(DATA LISTING Opens)
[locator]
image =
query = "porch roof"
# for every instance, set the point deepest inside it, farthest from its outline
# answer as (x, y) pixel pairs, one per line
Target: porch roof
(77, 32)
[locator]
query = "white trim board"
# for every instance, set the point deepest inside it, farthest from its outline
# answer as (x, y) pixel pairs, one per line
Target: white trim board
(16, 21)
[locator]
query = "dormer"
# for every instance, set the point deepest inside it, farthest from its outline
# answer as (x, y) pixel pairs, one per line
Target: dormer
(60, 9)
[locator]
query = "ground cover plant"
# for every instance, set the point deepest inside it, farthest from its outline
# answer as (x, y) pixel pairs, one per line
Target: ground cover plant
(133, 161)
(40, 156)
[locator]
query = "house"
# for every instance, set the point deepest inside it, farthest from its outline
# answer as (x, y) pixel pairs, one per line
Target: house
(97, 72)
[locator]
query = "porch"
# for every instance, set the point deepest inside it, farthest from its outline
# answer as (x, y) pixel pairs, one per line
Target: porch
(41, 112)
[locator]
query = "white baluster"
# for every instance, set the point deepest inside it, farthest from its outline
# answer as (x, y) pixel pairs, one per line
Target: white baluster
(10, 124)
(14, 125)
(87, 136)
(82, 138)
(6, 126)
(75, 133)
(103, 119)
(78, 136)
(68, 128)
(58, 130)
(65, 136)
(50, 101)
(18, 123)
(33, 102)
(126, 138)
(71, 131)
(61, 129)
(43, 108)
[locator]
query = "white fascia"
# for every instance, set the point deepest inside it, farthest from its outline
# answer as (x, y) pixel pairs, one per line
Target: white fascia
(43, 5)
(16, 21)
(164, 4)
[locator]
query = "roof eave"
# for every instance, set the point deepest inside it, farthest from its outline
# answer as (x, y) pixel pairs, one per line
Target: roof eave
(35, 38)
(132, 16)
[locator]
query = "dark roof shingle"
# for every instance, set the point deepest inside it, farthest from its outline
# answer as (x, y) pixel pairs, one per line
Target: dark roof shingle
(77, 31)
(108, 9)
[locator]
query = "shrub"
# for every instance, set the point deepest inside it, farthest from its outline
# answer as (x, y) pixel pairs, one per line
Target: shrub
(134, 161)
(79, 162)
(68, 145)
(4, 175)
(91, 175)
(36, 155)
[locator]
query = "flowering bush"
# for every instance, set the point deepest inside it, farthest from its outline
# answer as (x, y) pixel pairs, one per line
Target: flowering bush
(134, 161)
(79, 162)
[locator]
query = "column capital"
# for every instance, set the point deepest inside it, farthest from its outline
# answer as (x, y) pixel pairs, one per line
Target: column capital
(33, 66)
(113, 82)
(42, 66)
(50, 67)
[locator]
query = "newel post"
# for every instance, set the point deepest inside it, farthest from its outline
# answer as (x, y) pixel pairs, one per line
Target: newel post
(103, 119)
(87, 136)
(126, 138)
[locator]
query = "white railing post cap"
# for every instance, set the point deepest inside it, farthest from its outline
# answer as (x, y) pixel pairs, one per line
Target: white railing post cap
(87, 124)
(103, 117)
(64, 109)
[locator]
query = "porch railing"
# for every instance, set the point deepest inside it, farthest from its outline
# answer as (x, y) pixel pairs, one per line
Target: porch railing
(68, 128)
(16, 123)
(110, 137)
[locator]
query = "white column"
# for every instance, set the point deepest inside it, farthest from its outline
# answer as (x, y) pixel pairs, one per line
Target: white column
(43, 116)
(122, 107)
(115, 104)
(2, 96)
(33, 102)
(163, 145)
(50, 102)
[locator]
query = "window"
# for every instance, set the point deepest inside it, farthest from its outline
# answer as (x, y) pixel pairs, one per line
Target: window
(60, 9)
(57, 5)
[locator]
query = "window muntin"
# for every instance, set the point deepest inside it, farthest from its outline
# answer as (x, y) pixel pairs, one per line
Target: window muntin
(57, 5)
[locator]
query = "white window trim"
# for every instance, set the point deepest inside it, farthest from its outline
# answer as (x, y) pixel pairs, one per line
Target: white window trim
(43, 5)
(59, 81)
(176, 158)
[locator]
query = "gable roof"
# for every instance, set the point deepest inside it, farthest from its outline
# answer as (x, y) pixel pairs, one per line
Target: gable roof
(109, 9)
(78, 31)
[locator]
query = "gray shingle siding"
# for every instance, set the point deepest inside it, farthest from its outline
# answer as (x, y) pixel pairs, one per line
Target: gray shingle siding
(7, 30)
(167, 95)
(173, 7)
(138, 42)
(DATA LISTING Closes)
#### AIM OF THE TASK
Set down the whole of the data, exactly as it stands.

#### ANSWER TO THE PROBLEM
[locator]
image =
query = "porch roof"
# for every instance, set the point deepest inside it, farthest from its outline
# answer as (x, y) pixel pairs, one per line
Target: porch roof
(77, 32)
[locator]
query = "white trim board"
# for every instance, set the point deepest inside it, farthest from its outline
# answer as (x, y) pixel pairs, one per line
Target: white trim board
(16, 21)
[locator]
query = "dormer"
# for every instance, set the point deepest inside it, farthest from its outline
# answer as (x, y) pixel pairs, one per line
Target: dormer
(60, 9)
[locator]
query = "ground cover plant"
# for every instance, set the point deepest inside it, farthest from its outline
# answer as (x, y) pixel pairs, one per line
Target: ground cover plant
(133, 161)
(40, 156)
[locator]
query = "house"
# for every instance, set the point deepest inside it, farthest from its outline
# answer as (x, y) pixel pairs, one per line
Target: house
(97, 72)
[locator]
query = "porch"
# for every instance, set the point deepest inside it, farthest from its outline
# answer as (x, y) pixel pairs, one per line
Target: porch
(41, 112)
[locator]
query = "white baluster"
# for every instance, set the point deepest inside it, farthest from its outline
# answer as (x, y) pixel pairs, one per line
Target: white baluster
(10, 124)
(14, 125)
(87, 136)
(82, 138)
(6, 126)
(75, 133)
(103, 119)
(78, 136)
(68, 128)
(58, 130)
(65, 136)
(50, 101)
(18, 123)
(33, 102)
(126, 138)
(71, 131)
(61, 129)
(43, 108)
[locator]
query = "white fascia"
# for every instance, set the point deepest inside it, farthest from its outline
# answer as (x, y) pixel pairs, one per line
Target: white fascia
(43, 5)
(16, 21)
(164, 4)
[locator]
query = "roof eave"
# for every instance, set the point deepest inside it, farthest from its outline
# answer as (x, y) pixel pairs, one per line
Target: roof eave
(35, 38)
(132, 16)
[locator]
query = "dark roof shingle"
# for every instance, set the point deepest inside it, farthest from its outline
# answer as (x, y) pixel pairs, one per line
Target: dark roof shingle
(77, 31)
(108, 9)
[locator]
query = "shrub"
# for every instance, set the point deepest inside it, farthest from its outline
# answer as (x, y) pixel pairs, one per line
Target: shrub
(134, 161)
(79, 162)
(68, 145)
(4, 175)
(91, 175)
(36, 155)
[locator]
query = "flowering bush"
# for every instance, set the point deepest inside it, farthest from its outline
# answer as (x, y) pixel pairs, one per line
Target: flowering bush
(134, 161)
(79, 162)
[locator]
query = "column capital"
# for every instance, set the point deepest inside it, farthest from its outline
# answer as (x, y) pixel pairs, one per line
Target: column capital
(33, 66)
(113, 82)
(42, 66)
(50, 67)
[locator]
query = "newel post"
# for every instance, set the point deepest inside it, farthest from its outline
# answer as (x, y) pixel pairs, one per line
Target: newel post
(103, 119)
(87, 136)
(126, 138)
[locator]
query = "white railing post cap"
# for every instance, set the point deepest inside it, farthest from its outline
# answer as (x, y) pixel pairs, one per line
Target: white railing post cap
(87, 124)
(103, 117)
(64, 109)
[locator]
query = "porch railing"
# for every instance, set the point deepest inside it, farthest from its outline
# answer as (x, y) pixel pairs, one per line
Target: porch railing
(68, 128)
(16, 123)
(110, 137)
[locator]
query = "white column"
# for every instance, set the point deepest inside it, farthest from its outline
# answer as (x, y) pixel pairs, one per line
Target: white column
(43, 116)
(122, 107)
(115, 104)
(2, 96)
(33, 102)
(163, 145)
(50, 102)
[locator]
query = "window"
# for every instance, set the point deepest inside it, farthest from its outline
# answer as (x, y) pixel pairs, one per line
Target: window
(60, 9)
(57, 5)
[locator]
query = "window muntin"
# for every instance, set the point deepest inside it, farthest from its outline
# answer as (x, y) pixel pairs, one per line
Target: window muntin
(57, 5)
[locator]
query = "white window trim"
# for every instance, set the point deepest inside it, farthest from its outline
# answer as (x, y) pixel pairs, one per line
Target: white window trim
(43, 5)
(59, 81)
(176, 158)
[locator]
query = "gable roof"
# for every instance, set the point deepest inside it, farthest from its outline
# answer as (x, y) pixel pairs, one per line
Target: gable roof
(109, 9)
(78, 31)
[locator]
query = "gray shingle siding"
# for every instance, set the point deepest inside it, farthest from its outline
# answer as (x, y) pixel pairs, one per line
Target: gray shingle siding
(7, 30)
(167, 95)
(173, 7)
(138, 42)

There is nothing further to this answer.